(Stated task) What follows is a set of entries. Give them again exactly, without the pictures.

>> Start Records supplied

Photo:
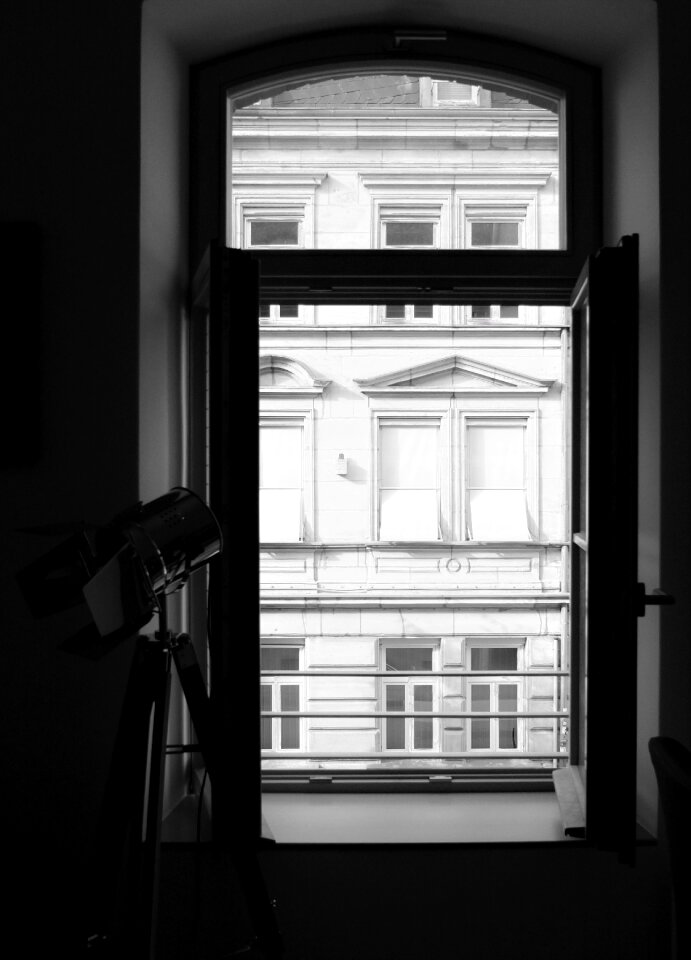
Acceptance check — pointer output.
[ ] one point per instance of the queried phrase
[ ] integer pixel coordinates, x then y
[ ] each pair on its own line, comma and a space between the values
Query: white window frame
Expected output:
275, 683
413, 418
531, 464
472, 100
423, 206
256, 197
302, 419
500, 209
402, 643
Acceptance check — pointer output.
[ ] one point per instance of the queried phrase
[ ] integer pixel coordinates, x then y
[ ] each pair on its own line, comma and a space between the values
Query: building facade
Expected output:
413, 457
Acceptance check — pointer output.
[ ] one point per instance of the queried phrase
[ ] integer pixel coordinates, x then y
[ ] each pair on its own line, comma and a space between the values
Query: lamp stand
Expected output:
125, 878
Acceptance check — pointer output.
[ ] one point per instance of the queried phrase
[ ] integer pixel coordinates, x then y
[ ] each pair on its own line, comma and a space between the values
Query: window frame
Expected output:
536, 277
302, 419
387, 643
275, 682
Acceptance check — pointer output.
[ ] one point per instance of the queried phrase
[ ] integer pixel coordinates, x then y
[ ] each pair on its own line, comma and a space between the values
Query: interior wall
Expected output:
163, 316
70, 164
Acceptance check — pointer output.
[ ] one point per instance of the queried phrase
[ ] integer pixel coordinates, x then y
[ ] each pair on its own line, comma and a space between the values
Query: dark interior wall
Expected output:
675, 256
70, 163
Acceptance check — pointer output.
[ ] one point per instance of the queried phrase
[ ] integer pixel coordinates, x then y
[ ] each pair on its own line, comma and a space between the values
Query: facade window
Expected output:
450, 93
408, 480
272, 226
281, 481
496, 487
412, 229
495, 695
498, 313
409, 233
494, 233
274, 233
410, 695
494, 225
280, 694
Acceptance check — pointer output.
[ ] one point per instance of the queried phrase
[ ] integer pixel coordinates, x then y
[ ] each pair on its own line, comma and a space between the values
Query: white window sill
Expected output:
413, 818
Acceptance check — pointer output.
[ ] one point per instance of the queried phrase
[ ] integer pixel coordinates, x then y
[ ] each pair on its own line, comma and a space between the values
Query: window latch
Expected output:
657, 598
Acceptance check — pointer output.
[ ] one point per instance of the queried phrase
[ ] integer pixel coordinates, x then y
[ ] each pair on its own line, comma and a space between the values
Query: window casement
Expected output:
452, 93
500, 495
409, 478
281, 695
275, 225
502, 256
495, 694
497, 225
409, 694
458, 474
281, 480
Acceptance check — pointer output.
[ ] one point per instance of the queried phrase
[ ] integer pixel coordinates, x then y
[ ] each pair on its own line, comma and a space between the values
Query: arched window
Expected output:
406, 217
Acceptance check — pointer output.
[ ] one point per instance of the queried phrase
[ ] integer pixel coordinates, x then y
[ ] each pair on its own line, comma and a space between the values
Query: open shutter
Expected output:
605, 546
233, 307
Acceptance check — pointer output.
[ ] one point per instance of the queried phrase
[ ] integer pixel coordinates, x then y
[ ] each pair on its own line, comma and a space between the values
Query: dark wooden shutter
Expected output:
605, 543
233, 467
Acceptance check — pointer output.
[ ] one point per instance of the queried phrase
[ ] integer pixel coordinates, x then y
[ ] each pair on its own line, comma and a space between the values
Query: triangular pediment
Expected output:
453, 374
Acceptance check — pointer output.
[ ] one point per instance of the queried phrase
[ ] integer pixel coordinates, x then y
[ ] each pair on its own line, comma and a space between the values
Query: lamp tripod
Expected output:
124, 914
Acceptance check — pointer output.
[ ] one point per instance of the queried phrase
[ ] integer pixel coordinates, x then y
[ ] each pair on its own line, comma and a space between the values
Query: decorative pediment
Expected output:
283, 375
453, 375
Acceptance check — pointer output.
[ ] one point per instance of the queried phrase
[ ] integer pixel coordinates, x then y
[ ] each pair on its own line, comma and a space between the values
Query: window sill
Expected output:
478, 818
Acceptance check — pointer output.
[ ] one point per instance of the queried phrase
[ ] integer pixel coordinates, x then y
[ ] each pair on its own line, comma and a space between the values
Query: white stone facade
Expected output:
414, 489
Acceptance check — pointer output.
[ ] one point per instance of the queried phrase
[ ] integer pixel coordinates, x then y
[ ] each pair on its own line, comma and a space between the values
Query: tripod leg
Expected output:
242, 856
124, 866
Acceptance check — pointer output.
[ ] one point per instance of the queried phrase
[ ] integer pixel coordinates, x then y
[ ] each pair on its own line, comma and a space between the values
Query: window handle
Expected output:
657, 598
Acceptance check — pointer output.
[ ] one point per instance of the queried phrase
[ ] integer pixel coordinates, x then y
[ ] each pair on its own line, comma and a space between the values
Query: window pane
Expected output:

>> End Records supplied

(Result)
Photo:
Acceptance check — pointer output.
[ ] one point per instance of the queried phrase
[ ] integer pixel coordinates, x then y
[ ] each pair on its own line, comma and a space between the values
Query: white window frame
Expected output:
275, 683
413, 418
531, 464
472, 100
423, 206
256, 197
302, 419
500, 209
402, 643
Acceptance check — pointer output.
[ ] one point per instance of the queried phrase
[ ] integer pixel coordinates, x then y
[ ] each pair on its own line, comma and a space between the values
Query: building facade
Expected output:
413, 457
Acceptance check — pointer output.
[ ] one point per instance of the queried phrase
[ ] integer pixel coordinates, x then y
[ ] each pair on its own line, comma and a space between the values
Query: lamp stand
Expected output:
125, 878
Acceptance check — pointer output.
[ ] one point per instance of the queried phrase
[ ] integer pixel coordinates, x then y
[ ] each pair on its own line, comma and a space between the values
Query: window frame
Expected output:
536, 277
302, 419
387, 643
275, 682
Acceptance check — pointer output.
[ ] one point per instance of the queried phrase
[ ] integer pixel coordinates, x then y
[ ] each pair on its own line, comma and a space between the values
Query: interior wall
Expected output:
163, 316
70, 164
Acceptance check — pointer output.
[ ] one point per instance of the queried phrase
[ ] integer pixel coordinates, x then y
[ ] each pair on its own line, comma and a space between the values
Query: dark interior wall
Expected output:
675, 256
70, 163
Acceptance check — pointer output.
[ ] one point per instance of the queried phrase
[ ] integer pixel coordinates, x then y
[ ] each pair on its own line, comma and a space between the values
Query: facade window
Expected output:
450, 93
408, 480
272, 226
281, 481
496, 487
412, 229
495, 695
498, 313
409, 233
494, 233
274, 233
410, 695
494, 225
280, 694
Acceptance check — pointer output.
[ ] one point per instance of the queried phrase
[ ] integer pixel coordinates, x then y
[ ] each pair on its own line, comma and a space between the values
Query: white window sill
Expected output:
413, 818
Acceptance check — pointer output.
[ ] one point per instance of the queried phrase
[ ] integer pixel coordinates, x then y
[ ] each pair on its own line, comma and a space between the values
Query: window latch
Expected output:
657, 598
Acceptance check — pointer output.
[ ] one point per instance of the queried phrase
[ ] integer pixel coordinates, x then y
[ ] each pair on its own line, comma and a space between the values
Query: window casement
Expected output:
452, 93
500, 495
409, 478
281, 695
275, 225
502, 256
495, 694
497, 225
409, 694
458, 474
281, 480
Acceptance check — pointer output.
[ ] one point per instance of the queried phrase
[ ] integer pixel coordinates, x then y
[ ] each pair on its own line, comma and a space between the values
Query: arched window
Expected output:
406, 217
Acceptance check — pointer output.
[ ] one point per instance of the queried phrase
[ ] integer pixel coordinates, x then y
[ ] each pair on its own line, comma and a space between the values
Query: open shutter
Expected output:
605, 546
233, 307
Acceptance check — pointer output.
[ ] one point per instance of the queried phrase
[ ] integer pixel coordinates, x then y
[ ] each pair on its own line, comma and a space between the values
Query: dark wooden shutter
Expected output:
605, 543
233, 467
Acceptance check — pointer output.
[ ] one point per instance of the queried phrase
[ ] integer pixel coordinates, x then y
[ ] each pair on its own line, comma and a space between the values
Query: triangular pediment
Expected output:
453, 374
Acceptance check — pointer output.
[ ] one point per instance of the queried phrase
[ ] integer pixel coordinates, x then y
[ ] each pair on its own line, comma and a space between the values
Query: lamp tripod
Expected output:
124, 914
Acceptance check — pointer output.
[ ] one point per instance of the queried phrase
[ ] integer pixel coordinates, x then y
[ ] each pair on its own line, comma and a space between the values
Query: decorative pediment
Expected output:
283, 375
453, 375
Acceptance check — pointer output.
[ ] one point per instance of the queried phrase
[ ] integer pixel coordinates, x then y
[ ] each pair on its own line, comma and a space between the values
Query: window sill
Expected output:
478, 818
Acceptance check — pointer output.
[ ] one point per instance of the queried phrase
[ ] integer pixel coordinates, x then y
[ ] each pair on its own line, comma and a space between the values
Query: white stone facade
Expected output:
414, 489
Acceptance check — pointer output.
[ ] one point per instance of the queried phrase
[ ] integer pixel coordinates, x then y
[ ] each pair on its own line, comma and a space between the values
Query: tripod leg
Expected output:
242, 856
124, 866
Acceptance check — pointer output.
[ ] one point per instance of the queried phrase
[ ] integer pixel coordinates, x then y
[ ] each pair on its own line, comma and a space between the values
Query: window handle
Expected output:
657, 598
Acceptance check — pointer output.
[ ] one point per instance of the queried phrase
[ ] integer pixel coordinates, x then y
[ ] each pair on its own line, comma and a space between the values
Query: window pane
Expected output:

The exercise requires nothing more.